* _EXERCISE REQUIREMENTS_:
Leave the pictures out and quote only the lines from the one with "Query: blue sky" down to the end of the listing below.

☆ ☆ ☆

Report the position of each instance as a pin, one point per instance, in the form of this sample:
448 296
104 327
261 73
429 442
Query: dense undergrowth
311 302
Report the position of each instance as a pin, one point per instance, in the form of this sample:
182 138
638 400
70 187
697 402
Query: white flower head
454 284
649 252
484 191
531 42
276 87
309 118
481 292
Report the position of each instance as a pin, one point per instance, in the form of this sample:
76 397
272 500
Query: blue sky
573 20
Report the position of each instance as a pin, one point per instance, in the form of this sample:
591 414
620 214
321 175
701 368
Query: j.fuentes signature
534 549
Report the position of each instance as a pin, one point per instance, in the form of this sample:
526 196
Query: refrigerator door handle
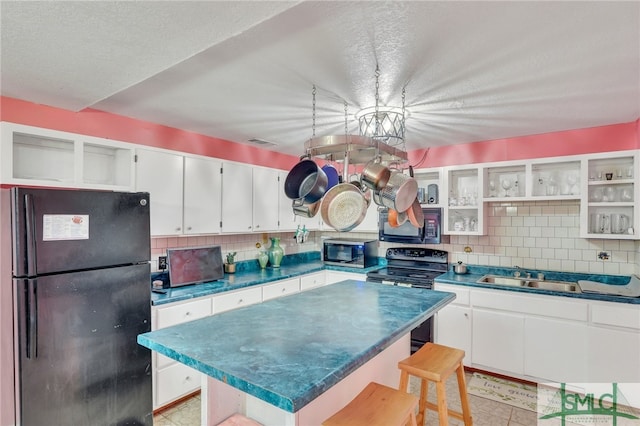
30 227
32 319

☆ ☆ ☆

* _RESPONSE AREA_:
Query: blue sky
573 20
Report the position of each instance as a pin, one point per instance, in the form of this sample:
591 414
620 214
321 175
701 368
Query: j.fuentes signature
534 549
Report the position of each instance as a pin, one point per instance, in the form of this sample:
526 196
Query: refrigerator door handle
30 227
32 319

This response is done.